The data:
·····
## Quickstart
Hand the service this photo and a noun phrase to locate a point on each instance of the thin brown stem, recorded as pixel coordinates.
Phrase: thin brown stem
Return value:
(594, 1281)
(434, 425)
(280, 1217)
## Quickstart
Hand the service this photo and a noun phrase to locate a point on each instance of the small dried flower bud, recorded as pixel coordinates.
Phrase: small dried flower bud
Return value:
·····
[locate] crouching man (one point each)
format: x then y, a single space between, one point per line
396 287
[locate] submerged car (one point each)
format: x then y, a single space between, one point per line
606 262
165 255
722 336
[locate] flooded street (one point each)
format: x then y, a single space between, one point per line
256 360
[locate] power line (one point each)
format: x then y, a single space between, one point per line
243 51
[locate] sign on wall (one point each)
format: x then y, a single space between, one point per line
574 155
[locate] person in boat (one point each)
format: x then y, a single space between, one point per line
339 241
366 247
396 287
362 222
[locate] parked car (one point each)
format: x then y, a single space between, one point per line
·····
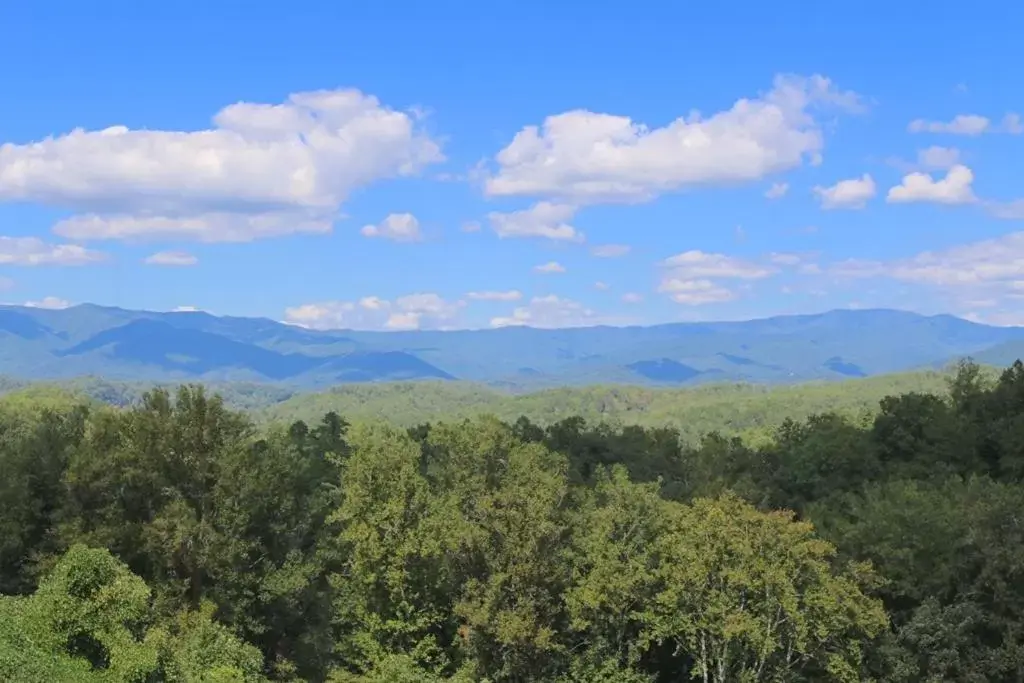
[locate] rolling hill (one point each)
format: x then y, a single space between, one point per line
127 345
·····
What the task asks: Which lines in the listing above contain the word "stem"? Filter them out and copy each one in full.

Task response:
Hand the service this photo and a noun phrase to locate a point on each instance of the thin brown stem, recorded as pixel coordinates.
Phrase: thin brown stem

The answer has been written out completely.